■ **Trecho do documento**:
..............................

Quem acusa Madonna de 'queerbaiting' ignora que ela sempre defendeu os gays
Cantora causou polêmica por causa de vídeo postado no TikTok
Em 2003, Madonna foi homenageada na cerimônia de entrega dos VMA’s, o prêmio da MTV americana. Duas de suas mais famosas pupilas, Britney Spears e Christina Aguilera, surgiram no palco vestidas de noiva e cantando "Like a Virgin", um de seus maiores hits.
Logo em seguida, a própria Madonna apareceu, de fraque e cartola. As três cantaram "Hollywood". No meio da canção, Madonna beijou primeiro Britney na boca, depois Christina. O mundo veio abaixo.
Naquela época ainda não existiam as redes sociais, nem o patrulhamento "woke" dos dias de hoje. Os beijos lésbicos das três cantoras repercutiram na imprensa, mas ninguém se ofendeu. Pelo contrário: o gesto foi lido como uma atitude libertária. Uma banana solene aos rótulos sexuais.
Hoje em dia, é claro, as três seriam crucificadas virtualmente. Afinal, nenhuma delas é oficialmente homossexual, e o beijo na premiação da MTV seria considerado "queerbaiting": a apropriação de um símbolo ou comportamento LGBTQIA+ por alguém que não faz parte dessa comunidade com o inaceitável intuito de se promover.
"Queerbaiting" é como muitos internautas chamaram o vídeo postado por Madonna no TikTok neste domingo (9). A popstar aparece de cabelos cor de rosa e sobrancelhas raspadas, prestes a atirar uma calcinha numa lata de lixo. Aparece uma legenda: "se eu errar, sou gay". Claro que ela erra. Madonna então dá de ombros, meio que confirmando que gosta de mulheres.
E daí? Madonna nunca escondeu que já transou com gente de seu mesmo sexo, desde os 15 anos de idade. Teve rápidos relacionamentos com a empresária da noite Ingrid Casares e a atriz Sandra Bernhard. Também é perfeitamente possível que, neste momento, esteja namorando a rapper dominicana Tokischa, com quem lançou uma nova versão de seu sucesso "Hung Up".
Mas, para os santos e puros da internet, Madonna estaria dando uma de Harry Styles: fingindo que é gay só para atrair atenção para si mesma. Um pecado imperdoável no ano da graça de 2022.
Essa galera deveria pesquisar um pouco antes de falar bobagem. Para boa parte da garotada, Madonna é só uma senhora de 64 anos que seus pais costumavam ouvir na juventude. Não conhecem suas músicas e muito menos sua carreira.
Se conhecessem, saberiam que nenhuma outra popstar fez tanto pela causa LGBTQIA+ do que ela. Nem mesmo as lésbicas assumidas, como a canadense k. d. lang ou a baiana Daniela Mercury.
Madonna abraçou a comunidade gay desde seus primeiros discos. Expôs ao mundo sua relação com seu irmão Christopher e com vários de seus professores, todos homossexuais. E se tornou uma paladina da luta contra a AIDS, num momento em que a doença ainda era pouco conhecida e muito mais estigmatizada do que é hoje.
Tudo isso fez com que ela se tornasse uma espécie de Rainha dos Gays, e até hoje não surgiu alguém com força para destroná-la.
É verdade que também há um outro aspecto menos nobre em sua persona artística: Madonna também é a rainha do marketing. Sempre soube "causar", sempre conseguiu manchetes com relativa facilidade. É óbvio que o objetivo do vídeo da calcinha era provocar comoção. Mas, novamente: e daí?
Muitos jovens acham que o mundo nasceu com eles e ignoram o que os mais velhos sofreram para que hoje eles desfrutem de liberdades impensáveis algumas décadas atrás. Dizer que Madonna "se aproveita" dos gays é ofensivo não só a ela como também aos gays que cresceram tendo na cantora uma aliada incondicional.
Madonna já apagou o vídeo no TikTok, porque deve estar sem saco para polêmicas vazias. Mas aposto que está contente com o resultado. Afinal, ela voltou a ser notícia e está tendo sua trajetória explicada para as novas gerações. Seu reinado segue intacto.

..............................

Entradas salvas:

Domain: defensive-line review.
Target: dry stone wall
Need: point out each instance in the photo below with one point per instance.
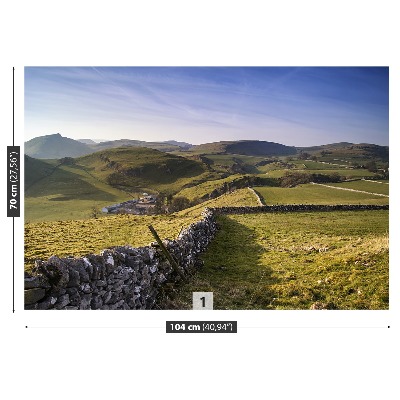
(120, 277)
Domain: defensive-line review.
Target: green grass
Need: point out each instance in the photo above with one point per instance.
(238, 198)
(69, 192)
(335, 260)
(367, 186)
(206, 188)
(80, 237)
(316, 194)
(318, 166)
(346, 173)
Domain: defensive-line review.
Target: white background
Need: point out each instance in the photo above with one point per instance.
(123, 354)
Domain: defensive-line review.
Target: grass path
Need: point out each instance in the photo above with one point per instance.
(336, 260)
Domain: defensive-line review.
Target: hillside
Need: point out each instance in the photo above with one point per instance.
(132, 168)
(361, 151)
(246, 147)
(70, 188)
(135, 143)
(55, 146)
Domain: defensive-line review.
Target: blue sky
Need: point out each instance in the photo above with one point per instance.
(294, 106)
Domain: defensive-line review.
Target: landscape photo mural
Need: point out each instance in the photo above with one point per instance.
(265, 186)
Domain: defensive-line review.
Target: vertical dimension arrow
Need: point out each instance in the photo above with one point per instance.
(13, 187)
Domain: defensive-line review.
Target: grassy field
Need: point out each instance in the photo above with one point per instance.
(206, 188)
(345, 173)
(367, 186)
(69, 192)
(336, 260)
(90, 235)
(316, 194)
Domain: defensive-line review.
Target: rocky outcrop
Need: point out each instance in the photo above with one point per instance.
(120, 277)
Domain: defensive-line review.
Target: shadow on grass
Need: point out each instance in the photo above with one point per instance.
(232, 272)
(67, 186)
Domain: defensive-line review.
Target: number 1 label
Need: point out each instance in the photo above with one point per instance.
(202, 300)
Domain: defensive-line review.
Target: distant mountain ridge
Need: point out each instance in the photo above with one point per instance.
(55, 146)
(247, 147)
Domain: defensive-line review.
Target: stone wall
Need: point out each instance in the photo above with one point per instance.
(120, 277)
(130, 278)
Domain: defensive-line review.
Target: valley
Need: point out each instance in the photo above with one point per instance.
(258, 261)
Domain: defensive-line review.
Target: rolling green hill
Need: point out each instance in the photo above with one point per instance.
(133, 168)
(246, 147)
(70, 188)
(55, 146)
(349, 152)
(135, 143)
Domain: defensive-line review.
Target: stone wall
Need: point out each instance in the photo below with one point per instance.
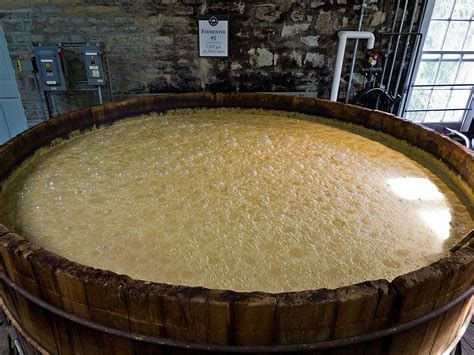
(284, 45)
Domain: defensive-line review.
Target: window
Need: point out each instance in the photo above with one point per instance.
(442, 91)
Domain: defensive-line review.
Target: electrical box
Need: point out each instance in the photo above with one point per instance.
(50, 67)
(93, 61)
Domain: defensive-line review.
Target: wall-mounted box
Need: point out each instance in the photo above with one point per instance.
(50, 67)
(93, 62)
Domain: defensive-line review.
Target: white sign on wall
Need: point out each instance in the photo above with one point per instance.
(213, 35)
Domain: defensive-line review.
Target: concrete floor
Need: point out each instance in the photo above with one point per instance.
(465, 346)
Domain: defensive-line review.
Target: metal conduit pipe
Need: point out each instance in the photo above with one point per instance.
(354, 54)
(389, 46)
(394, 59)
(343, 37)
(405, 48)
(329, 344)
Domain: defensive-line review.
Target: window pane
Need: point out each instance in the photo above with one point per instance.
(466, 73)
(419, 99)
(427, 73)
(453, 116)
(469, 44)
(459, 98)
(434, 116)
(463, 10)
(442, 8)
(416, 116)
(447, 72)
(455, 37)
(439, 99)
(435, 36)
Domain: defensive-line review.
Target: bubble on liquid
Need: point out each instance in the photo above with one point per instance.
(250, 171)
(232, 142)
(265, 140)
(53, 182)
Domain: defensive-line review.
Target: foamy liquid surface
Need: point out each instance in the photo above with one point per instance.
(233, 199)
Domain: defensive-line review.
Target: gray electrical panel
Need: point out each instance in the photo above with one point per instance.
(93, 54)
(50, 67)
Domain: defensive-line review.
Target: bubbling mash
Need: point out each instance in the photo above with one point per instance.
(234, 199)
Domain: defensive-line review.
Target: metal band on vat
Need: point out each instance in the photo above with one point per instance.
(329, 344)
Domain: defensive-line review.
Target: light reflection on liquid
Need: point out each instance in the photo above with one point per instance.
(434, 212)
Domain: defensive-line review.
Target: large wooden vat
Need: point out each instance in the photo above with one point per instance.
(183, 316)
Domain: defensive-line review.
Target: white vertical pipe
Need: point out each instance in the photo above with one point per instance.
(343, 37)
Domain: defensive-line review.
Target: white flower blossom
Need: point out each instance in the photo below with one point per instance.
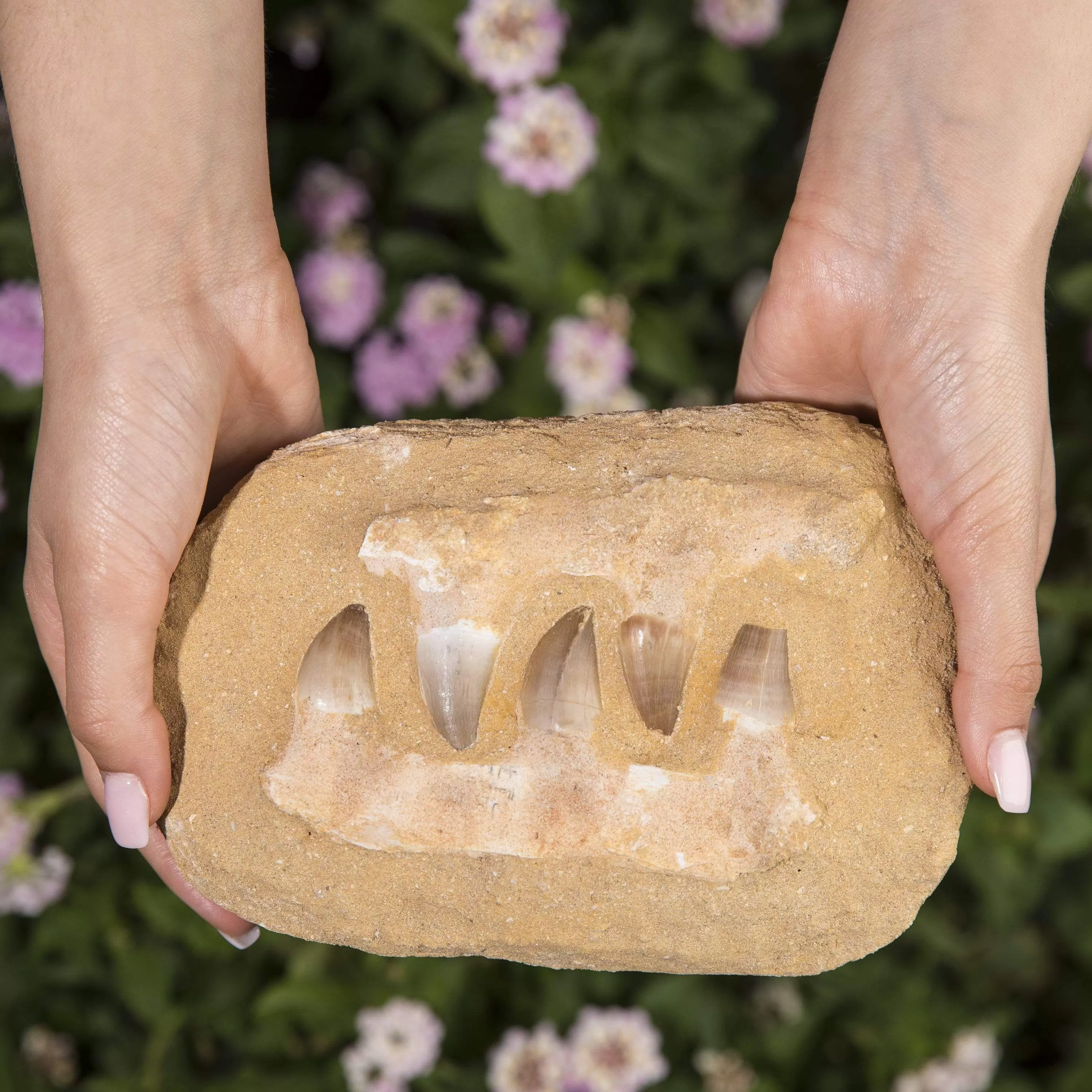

..............................

■ **Enunciado da tarefa**:
Por favor, diga qual canção Madonna, Britney Spears e Christina Aguilera cantaram juntas na cerimônia dos VMA's de 2003, segundo o artigo sobre Madonna. As entradas constituem um material separado do artigo.

■ **Resposta ao exercício**:
As três cantaram "Hollywood".